═══ DATA EXTRACT ═══
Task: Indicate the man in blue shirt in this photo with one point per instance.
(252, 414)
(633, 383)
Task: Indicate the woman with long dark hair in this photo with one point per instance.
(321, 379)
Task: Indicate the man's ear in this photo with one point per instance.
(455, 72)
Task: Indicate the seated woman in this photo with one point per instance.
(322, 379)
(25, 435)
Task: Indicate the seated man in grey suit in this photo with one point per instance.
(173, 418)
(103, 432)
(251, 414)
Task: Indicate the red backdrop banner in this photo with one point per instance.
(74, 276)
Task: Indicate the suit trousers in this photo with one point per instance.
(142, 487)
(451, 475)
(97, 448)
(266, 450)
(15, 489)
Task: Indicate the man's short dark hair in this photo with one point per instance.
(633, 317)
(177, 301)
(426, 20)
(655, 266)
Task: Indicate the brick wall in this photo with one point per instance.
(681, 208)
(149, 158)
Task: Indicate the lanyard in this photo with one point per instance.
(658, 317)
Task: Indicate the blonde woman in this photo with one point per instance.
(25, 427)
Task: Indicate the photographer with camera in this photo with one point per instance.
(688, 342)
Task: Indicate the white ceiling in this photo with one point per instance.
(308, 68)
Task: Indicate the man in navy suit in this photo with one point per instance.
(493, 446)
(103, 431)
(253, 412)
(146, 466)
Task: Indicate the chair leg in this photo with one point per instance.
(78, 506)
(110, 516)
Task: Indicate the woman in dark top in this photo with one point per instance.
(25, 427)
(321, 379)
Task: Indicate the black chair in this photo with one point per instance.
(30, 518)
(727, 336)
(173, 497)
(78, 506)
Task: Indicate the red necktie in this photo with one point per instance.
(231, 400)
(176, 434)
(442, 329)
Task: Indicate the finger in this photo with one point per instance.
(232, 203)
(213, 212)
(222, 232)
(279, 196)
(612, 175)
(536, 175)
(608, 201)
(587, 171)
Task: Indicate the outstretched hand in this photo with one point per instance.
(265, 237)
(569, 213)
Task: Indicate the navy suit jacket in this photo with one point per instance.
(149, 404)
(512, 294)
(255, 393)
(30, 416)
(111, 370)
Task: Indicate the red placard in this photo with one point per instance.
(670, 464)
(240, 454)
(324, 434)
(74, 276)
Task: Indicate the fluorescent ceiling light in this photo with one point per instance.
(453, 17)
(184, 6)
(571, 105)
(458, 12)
═══
**WHAT YOU HAVE TO DO:**
Write down all the entries again without a single difference.

**CORRECT RESPONSE:**
Task: Indicate the man in blue shirt in this photo with one point per instance.
(252, 414)
(633, 383)
Task: Indicate the woman with long dark hair in this photo with one point per instance.
(321, 379)
Task: Indicate the man's ear in this photo with one point per instance.
(455, 72)
Task: Indicate the seated woman in this photo with one point per instance.
(322, 379)
(25, 435)
Task: Indicate the seated man in grey suit in this photo with one point per instance.
(173, 418)
(103, 432)
(251, 414)
Task: Indicate the red backdrop banner in this photo with one point per instance.
(74, 276)
Task: Indicate the suit trousers in this photo with one point per instance.
(142, 487)
(451, 475)
(97, 448)
(266, 450)
(15, 489)
Task: Indicate the man's short dark hair in this photo with one point per instance.
(633, 317)
(177, 301)
(426, 20)
(655, 266)
Task: Indicate the brick wall in this photo with one point per instance.
(681, 208)
(149, 158)
Task: Indicate the lanyard in this photo with one point per instance.
(658, 317)
Task: Indicate the blonde woman in this photo with one point per instance.
(25, 427)
Task: Indicate the photographer with camera in this photo with one point per instance.
(688, 342)
Task: Indicate the white ceiling in this photo with one point per instance.
(308, 68)
Task: Indicate the man in navy suit in this photo with one point per instance.
(493, 446)
(103, 431)
(253, 412)
(146, 466)
Task: Indicate the chair leg in this photo with one point per instance.
(78, 506)
(110, 516)
Task: Indicate the woman in dark top in this photo with one point per instance.
(25, 427)
(321, 379)
Task: Indicate the black chair in this photo with one point per instance.
(30, 518)
(727, 336)
(173, 497)
(78, 506)
Task: Indicate the red necktie in this photo with one point per instance.
(231, 400)
(176, 434)
(442, 329)
Task: Indicate the finger in this photo with one point per instance.
(232, 203)
(213, 212)
(222, 232)
(279, 196)
(612, 175)
(536, 175)
(608, 201)
(587, 171)
Task: Indicate the outstretched hand in this photo with one point per instance.
(265, 237)
(569, 213)
Task: Indicate the navy suit jacket in this photo with one point per instance.
(149, 404)
(512, 294)
(255, 393)
(30, 416)
(111, 370)
Task: Indicate the red placard in this photo with one point per instance.
(670, 464)
(240, 454)
(324, 434)
(74, 276)
Task: Indicate the fluorescent ceiling light in this photo with one point per instance.
(453, 17)
(184, 6)
(571, 105)
(458, 12)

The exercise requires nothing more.